Short task A:
How would you put this sentence from the topknot thread into Spanish: "I gave up and cut Bailey's topknot off a few months ago and have no regrets."
* Begin Supplied passage *
# Any topknot cutting regrets?



## eiksaa (Jun 8, 2012)

Have you ever chopped off your fluff's topknot? Did you regret it? If yes, could you share why?

Thanks in advance for sharing your experiences.


Sent from my iPhone using Petguide.com Free App


----------



## hoaloha (Jan 27, 2012)

I think topknots are so cute on Maltese- girl and boy fluffs! My husband refuses and think its only for girl pups. Obi had a major haircut and the topknot went. I like the freedom of no topknot, but it is much more noticeable when it's time for a haircut with short hair because it's starts to grow over the eyes. I think a regret of cutting the topknot is that it takes SO long to grow it back out to a nice length. 

Are you thinking of cutting Gustave's? I love his topknot.... He really wears it well :wub: 


Sent from my iPad using PG Free


----------



## eiksaa (Jun 8, 2012)

Yes! No time soon but I found this really cute pic for a hairstyle I want to try next time on him. It's so cute!! I especially love the mop thing on his head. 









I do love his topknot though. I don't have to worry about it for 2-3 months but as you probably know by now, I like planning in advance, haha. 


Sent from my iPhone using Petguide.com Free App


----------



## Curious_Ein (Dec 4, 2012)

:blush: I am thinking about chopping off Ein's Topknot! well, he already has not worn it for several days now, and only thing that's keeping his long bangs are little baby clip.. The thing is,, I DO love the topknot look on Maltese.... but I also Love the face that you can just run your hand over his head to pet him without messing up topknot. Ugh... Its a huge dilemma! Ugh...

Most of the Korean cut on Maltese do not have topknot (for boys), and I am seriously thinking about it now. Obi's cut is one of my Favorite for no topknot look, and I've been digging all his photos from the forum and been admiring it.
But yes, Marisa is right though- it will def take very long time to grow it out once you chop it off..... I suppose once you cut it, you just have to maintain them.


BUT I am still seriously considering them. I wonder how other members in SM feel about their boy fluffs without topknot??:blink:


----------



## Ladysmom (Oct 19, 2004)

I gave up and cut Bailey's topknot off a few months ago and have no regrets. I wish I'd done it sooner!

http://spoiledmaltese.com/forum/51-maltese-grooming/123322-no-more-topknot.html


----------



## Grace'sMom (Feb 22, 2012)

I guess you really have to know what direction you want his coat to go.... because yes - once you cut it, it takes FOREVER.

I cut some off Grace's top knot and her ears when she was about 5 months old (about 1 1/2 inch).... It is still growing and isn't fully grown out to where it doesn't look uneven anymore. It would be that much longer and natural if I hadn't clipped it.
* End Supplied passage *
Short task B:
Which lines of the records contain the word "light"? Pull out each such line in full, treating uppercase and lowercase as different.
* Begin Data to process *
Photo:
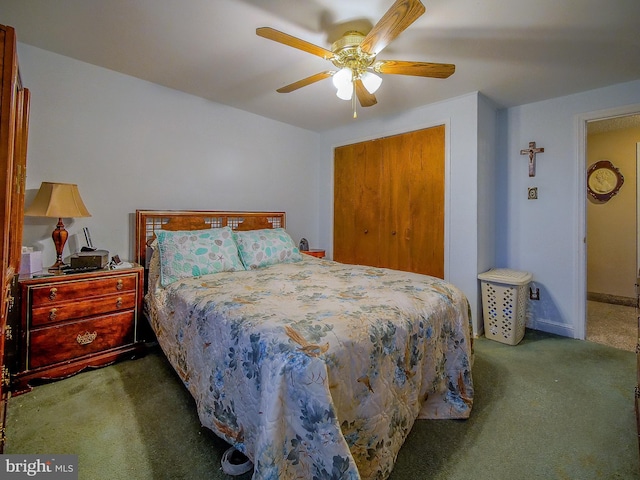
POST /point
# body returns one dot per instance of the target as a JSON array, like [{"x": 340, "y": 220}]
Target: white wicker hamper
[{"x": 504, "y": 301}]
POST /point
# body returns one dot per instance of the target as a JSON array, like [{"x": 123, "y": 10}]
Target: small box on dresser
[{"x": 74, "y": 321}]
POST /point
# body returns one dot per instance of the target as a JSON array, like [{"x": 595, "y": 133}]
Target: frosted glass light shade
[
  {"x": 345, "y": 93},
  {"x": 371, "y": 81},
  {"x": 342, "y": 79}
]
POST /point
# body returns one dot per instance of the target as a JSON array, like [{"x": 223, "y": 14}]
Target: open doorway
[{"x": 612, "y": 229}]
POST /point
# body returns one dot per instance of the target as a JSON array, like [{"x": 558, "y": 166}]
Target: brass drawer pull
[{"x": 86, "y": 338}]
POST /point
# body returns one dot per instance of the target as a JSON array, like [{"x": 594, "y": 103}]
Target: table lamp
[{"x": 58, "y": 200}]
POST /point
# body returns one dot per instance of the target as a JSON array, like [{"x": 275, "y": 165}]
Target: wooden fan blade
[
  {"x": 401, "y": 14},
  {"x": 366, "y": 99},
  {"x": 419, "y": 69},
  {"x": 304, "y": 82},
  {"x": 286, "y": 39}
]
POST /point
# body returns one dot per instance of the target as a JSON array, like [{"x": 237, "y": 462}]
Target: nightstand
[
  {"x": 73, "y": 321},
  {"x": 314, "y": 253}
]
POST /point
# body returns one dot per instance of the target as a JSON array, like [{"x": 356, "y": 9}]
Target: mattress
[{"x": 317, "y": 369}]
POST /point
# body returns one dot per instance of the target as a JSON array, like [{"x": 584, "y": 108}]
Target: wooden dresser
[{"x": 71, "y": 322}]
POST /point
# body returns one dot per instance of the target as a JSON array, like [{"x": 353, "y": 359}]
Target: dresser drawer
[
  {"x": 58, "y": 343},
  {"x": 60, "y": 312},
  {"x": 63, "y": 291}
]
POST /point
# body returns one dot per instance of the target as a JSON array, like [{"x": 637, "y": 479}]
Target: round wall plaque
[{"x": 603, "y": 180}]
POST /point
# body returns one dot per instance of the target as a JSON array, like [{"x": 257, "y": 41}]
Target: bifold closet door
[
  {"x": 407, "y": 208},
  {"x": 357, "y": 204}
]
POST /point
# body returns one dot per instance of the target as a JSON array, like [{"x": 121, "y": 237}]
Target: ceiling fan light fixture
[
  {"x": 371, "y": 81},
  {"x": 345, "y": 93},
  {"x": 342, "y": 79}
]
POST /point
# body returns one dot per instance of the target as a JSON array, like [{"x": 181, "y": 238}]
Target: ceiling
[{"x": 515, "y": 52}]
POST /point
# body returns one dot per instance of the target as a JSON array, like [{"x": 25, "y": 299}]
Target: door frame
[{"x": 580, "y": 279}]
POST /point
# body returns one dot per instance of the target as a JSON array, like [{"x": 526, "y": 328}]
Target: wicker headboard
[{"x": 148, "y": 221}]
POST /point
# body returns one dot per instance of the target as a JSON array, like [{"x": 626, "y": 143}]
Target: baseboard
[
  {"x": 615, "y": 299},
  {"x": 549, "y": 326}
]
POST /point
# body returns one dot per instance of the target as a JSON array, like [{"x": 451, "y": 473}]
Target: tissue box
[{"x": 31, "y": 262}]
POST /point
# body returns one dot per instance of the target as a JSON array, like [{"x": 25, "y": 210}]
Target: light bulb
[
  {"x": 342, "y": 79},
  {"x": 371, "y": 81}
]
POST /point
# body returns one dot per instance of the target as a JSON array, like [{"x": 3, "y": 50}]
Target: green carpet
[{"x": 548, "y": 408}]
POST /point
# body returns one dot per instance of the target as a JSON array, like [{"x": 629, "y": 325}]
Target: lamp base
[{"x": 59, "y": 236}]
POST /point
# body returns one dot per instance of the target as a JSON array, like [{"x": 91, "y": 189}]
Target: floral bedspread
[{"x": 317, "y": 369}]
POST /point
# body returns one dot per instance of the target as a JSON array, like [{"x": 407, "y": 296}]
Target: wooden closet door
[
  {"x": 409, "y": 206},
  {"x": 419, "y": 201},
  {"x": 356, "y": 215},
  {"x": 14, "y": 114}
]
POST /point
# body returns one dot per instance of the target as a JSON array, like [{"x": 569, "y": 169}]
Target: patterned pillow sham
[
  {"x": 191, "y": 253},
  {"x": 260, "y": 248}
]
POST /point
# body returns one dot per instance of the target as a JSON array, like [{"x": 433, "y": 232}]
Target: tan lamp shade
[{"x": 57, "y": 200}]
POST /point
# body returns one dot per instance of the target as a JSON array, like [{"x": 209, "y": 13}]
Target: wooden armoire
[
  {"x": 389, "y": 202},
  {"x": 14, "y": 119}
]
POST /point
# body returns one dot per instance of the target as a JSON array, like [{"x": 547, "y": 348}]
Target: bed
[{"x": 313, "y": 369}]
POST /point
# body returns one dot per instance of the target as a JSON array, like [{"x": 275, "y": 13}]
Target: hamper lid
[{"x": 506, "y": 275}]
* End Data to process *
Exercise output A:
Me rendí y le corté el copete a Bailey hace unos meses, y no me arrepiento.

Exercise output B:
Target: frosted glass light shade
Target: ceiling fan light fixture
Target: light bulb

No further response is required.